# [Given task]
Repeat the records verbatim and leave the pictures out of your copy.

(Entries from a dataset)
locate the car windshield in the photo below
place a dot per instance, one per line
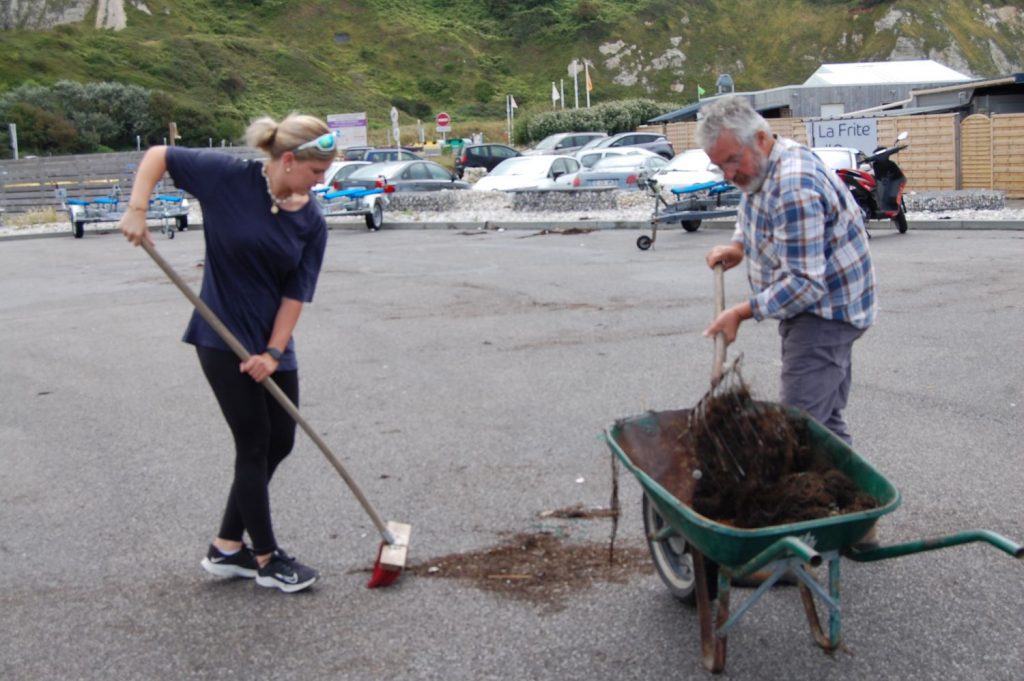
(522, 165)
(836, 158)
(549, 142)
(620, 161)
(375, 169)
(693, 159)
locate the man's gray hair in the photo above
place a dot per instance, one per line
(730, 113)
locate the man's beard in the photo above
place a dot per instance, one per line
(753, 183)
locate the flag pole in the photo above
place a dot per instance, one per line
(576, 81)
(586, 68)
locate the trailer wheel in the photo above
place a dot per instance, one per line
(900, 221)
(376, 218)
(674, 559)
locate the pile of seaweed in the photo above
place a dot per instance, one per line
(758, 466)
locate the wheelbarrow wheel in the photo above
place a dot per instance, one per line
(674, 559)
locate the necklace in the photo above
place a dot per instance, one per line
(275, 203)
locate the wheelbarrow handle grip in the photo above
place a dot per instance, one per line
(719, 360)
(269, 384)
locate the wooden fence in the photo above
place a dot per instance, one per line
(980, 153)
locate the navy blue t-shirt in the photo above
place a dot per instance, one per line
(253, 257)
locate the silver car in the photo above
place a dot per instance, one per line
(621, 172)
(563, 142)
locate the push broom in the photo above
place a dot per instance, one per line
(391, 555)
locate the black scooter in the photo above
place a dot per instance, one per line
(880, 193)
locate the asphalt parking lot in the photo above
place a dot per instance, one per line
(464, 378)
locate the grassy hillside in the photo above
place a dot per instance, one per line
(236, 58)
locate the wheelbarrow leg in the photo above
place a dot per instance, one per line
(712, 646)
(830, 642)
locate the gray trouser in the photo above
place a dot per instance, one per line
(816, 368)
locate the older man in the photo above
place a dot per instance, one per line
(806, 248)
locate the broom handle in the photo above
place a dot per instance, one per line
(719, 363)
(270, 386)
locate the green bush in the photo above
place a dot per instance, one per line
(612, 117)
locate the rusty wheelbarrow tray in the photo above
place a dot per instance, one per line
(698, 557)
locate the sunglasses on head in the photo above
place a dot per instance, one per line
(326, 142)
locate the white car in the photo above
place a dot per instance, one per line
(690, 167)
(527, 172)
(337, 172)
(839, 158)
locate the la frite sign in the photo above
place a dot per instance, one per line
(860, 133)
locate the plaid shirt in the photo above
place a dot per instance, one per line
(805, 243)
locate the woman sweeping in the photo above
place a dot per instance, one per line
(264, 246)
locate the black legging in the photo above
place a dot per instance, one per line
(263, 434)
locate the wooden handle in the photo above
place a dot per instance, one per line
(719, 360)
(270, 386)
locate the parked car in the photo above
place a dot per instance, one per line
(338, 171)
(406, 176)
(527, 172)
(652, 141)
(354, 153)
(689, 168)
(381, 155)
(840, 158)
(622, 172)
(482, 156)
(563, 142)
(588, 158)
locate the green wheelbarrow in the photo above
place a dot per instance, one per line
(698, 558)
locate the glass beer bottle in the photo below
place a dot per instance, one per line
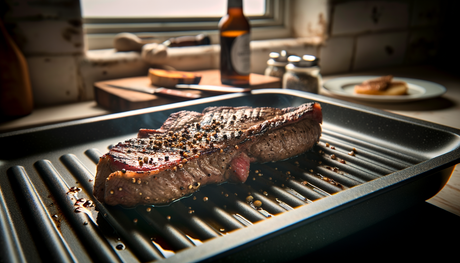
(235, 52)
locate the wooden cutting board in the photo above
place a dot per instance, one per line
(115, 99)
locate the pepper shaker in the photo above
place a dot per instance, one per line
(302, 73)
(276, 65)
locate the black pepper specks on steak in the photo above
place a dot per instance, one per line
(194, 149)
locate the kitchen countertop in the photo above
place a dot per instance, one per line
(443, 110)
(440, 213)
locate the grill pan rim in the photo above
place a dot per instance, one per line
(357, 193)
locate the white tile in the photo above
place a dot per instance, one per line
(362, 16)
(423, 45)
(336, 55)
(49, 37)
(54, 79)
(380, 50)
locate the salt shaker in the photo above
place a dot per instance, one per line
(302, 73)
(276, 65)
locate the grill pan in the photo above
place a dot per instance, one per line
(368, 166)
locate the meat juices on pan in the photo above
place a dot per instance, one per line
(194, 149)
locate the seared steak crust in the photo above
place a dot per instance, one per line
(193, 149)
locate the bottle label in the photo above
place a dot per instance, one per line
(241, 54)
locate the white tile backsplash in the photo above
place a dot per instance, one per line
(423, 46)
(380, 50)
(362, 35)
(336, 55)
(362, 16)
(50, 37)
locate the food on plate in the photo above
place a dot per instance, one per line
(193, 149)
(170, 78)
(382, 86)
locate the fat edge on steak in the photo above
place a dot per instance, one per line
(194, 149)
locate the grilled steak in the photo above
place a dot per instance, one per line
(193, 149)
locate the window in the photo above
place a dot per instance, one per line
(160, 19)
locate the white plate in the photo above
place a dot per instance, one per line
(417, 89)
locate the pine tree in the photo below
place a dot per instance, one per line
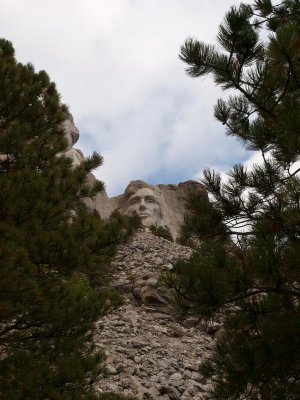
(54, 253)
(247, 269)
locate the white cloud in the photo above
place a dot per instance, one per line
(116, 64)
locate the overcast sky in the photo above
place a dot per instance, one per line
(115, 63)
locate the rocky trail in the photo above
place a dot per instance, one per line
(149, 353)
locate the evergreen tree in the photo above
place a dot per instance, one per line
(253, 280)
(54, 253)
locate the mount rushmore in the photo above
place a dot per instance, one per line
(158, 205)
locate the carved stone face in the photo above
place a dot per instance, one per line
(145, 203)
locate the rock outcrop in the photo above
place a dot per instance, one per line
(150, 353)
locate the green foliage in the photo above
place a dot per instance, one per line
(161, 231)
(54, 253)
(255, 280)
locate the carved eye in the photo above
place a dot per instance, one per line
(149, 200)
(134, 200)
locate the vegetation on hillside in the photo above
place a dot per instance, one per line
(54, 252)
(254, 283)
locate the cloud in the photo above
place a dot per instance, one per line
(116, 65)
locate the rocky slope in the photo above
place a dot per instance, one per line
(150, 353)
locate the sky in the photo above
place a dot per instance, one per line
(116, 65)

# [Result]
locate the car windshield in the photo below
place a dot per instance, one per line
(522, 165)
(836, 158)
(549, 142)
(620, 161)
(375, 169)
(693, 159)
locate the man's gray hair in the photo above
place a dot per instance, one per line
(730, 113)
locate the man's beard in the photo above
place a dot per instance, one per line
(753, 183)
locate the flag pole in the photo above
place a dot per instance, one per line
(576, 81)
(586, 68)
locate the trailer wheel in the photo above
place a dot per instance, one per line
(900, 221)
(376, 218)
(674, 559)
locate the pile of seaweed in the photo above
place a dot per instance, one per line
(758, 466)
locate the wheelbarrow wheel in the photo above
place a dot per instance, one per line
(674, 559)
locate the necklace in the photo above
place a dot per instance, one per line
(275, 203)
locate the wheelbarrow handle grip in the photo above
place a dot per instance, one per line
(719, 360)
(269, 384)
locate the wooden fence in the photo above
place a dot per instance, one per line
(980, 153)
locate the navy blue t-shirt in the photo above
place a dot per instance, one per line
(253, 257)
locate the silver car in the photo above
place a dot per instance, one per line
(621, 172)
(563, 142)
locate the push broom in the photo above
place a dot per instance, one per line
(391, 555)
locate the black scooter in the photo above
place a dot per instance, one per line
(880, 193)
locate the asphalt parking lot in the photo above
place a dot per instance, one per line
(464, 378)
locate the grassy hillside in the photo above
place a dot per instance, one per line
(236, 58)
locate the wheelbarrow leg in the photo above
place a dot per instance, one per line
(712, 646)
(830, 642)
locate the gray trouser in the photo above
place a dot per instance, one per line
(816, 368)
locate the older man in the photo above
place a dot per instance, one per line
(806, 248)
locate the broom handle in the photo above
place a dot per instance, one per line
(719, 363)
(270, 386)
locate the green bush in the photo above
place a dot per instance, one per line
(612, 117)
locate the rusty wheelbarrow tray in the photo above
place a dot per instance, one per line
(698, 557)
locate the sunglasses on head in the photo above
place a dot per instance, one per line
(326, 142)
locate the white car in the photo above
place a dot per instance, one per line
(690, 167)
(527, 172)
(337, 172)
(839, 158)
locate the la frite sign in the photo above
place a dot per instance, one per line
(860, 133)
locate the plaid shirt in the photo above
place a dot per instance, one per line
(805, 243)
locate the woman sweeping in the photo above
place a dot per instance, one per line
(264, 246)
locate the black legging in the photo above
place a dot per instance, one per line
(263, 434)
locate the wooden handle in the photo above
place a dot per instance, one per line
(719, 360)
(270, 386)
locate the parked car in the photo above
place a dot per instance, one per line
(338, 171)
(406, 176)
(527, 172)
(652, 141)
(354, 153)
(689, 168)
(381, 155)
(840, 158)
(622, 172)
(482, 156)
(563, 142)
(588, 158)
locate the green wheelbarrow in the photo above
place a dot per instance, one per line
(698, 558)
locate the glass beer bottle in the photo below
place a dot per instance, one per line
(235, 52)
locate the wooden cutting board in the photo above
place a dot per instance, one per line
(115, 99)
locate the pepper shaker in the photo above
place a dot per instance, one per line
(302, 73)
(276, 65)
locate the black pepper specks on steak in the photo above
place a dot per instance, one per line
(194, 149)
locate the kitchen countertop in the photo above
place a dot per instance, one per line
(443, 110)
(440, 213)
locate the grill pan rim in the photo above
place a dot per instance, one per line
(357, 193)
locate the white tile in the photo above
place a dot per instance, one per line
(362, 16)
(423, 45)
(336, 55)
(49, 37)
(54, 79)
(380, 50)
locate the salt shaker in the photo above
place a dot per instance, one per line
(302, 73)
(276, 65)
locate the grill pan in the photo above
place a dot per instance, one per line
(368, 166)
locate the meat juices on pan in the photo above
place a dot per instance, one per line
(194, 149)
locate the seared steak crust in the photo above
place a dot per instance, one per line
(193, 149)
locate the bottle label in the photo above
place a dot per instance, one per line
(241, 54)
locate the white tile backsplash in the photo above
place a dot per instance, one per line
(423, 46)
(380, 50)
(362, 35)
(336, 55)
(362, 16)
(50, 37)
locate the food on plate in the photo above
place a dot per instance, one per line
(193, 149)
(170, 78)
(382, 86)
locate the fat edge on steak in the photo above
place a dot per instance, one per line
(194, 149)
locate the grilled steak in the photo above
place a dot per instance, one per line
(193, 149)
locate the window in the photo above
place a dot per instance, one per line
(160, 19)
locate the white plate in the photo above
place a dot per instance, one per line
(417, 89)
locate the pine tree in the photo below
place a dot per instance, one per line
(54, 253)
(247, 269)
locate the white cloud in the photo above
place a dot per instance, one per line
(116, 64)
locate the overcast sky in the photo above
place a dot per instance, one per line
(115, 63)
locate the rocky trail in the photo above
place a dot per instance, one per line
(149, 353)
locate the evergreen tree in the photo above
place a dot per instance, one per line
(253, 280)
(54, 253)
locate the mount rushmore in the photo above
place a dot per instance, one per line
(158, 205)
locate the carved stone face in the photo above
place a dot per instance, one per line
(145, 203)
locate the rock outcrop in the photo above
place a dot per instance, one per line
(150, 353)
locate the green foliage in the photo above
place a dot per instance, one per line
(161, 231)
(54, 253)
(255, 280)
locate the carved eye in the photo above
place a dot per instance, one per line
(149, 200)
(134, 200)
locate the vegetation on hillside in the photo above
place a dot per instance, one per line
(54, 252)
(254, 283)
locate the cloud in the photo above
place a dot per instance, one per line
(116, 65)
locate the rocky slope in the photo above
place a dot per instance, one per line
(150, 353)
locate the sky in the photo above
place a dot per instance, one per line
(116, 65)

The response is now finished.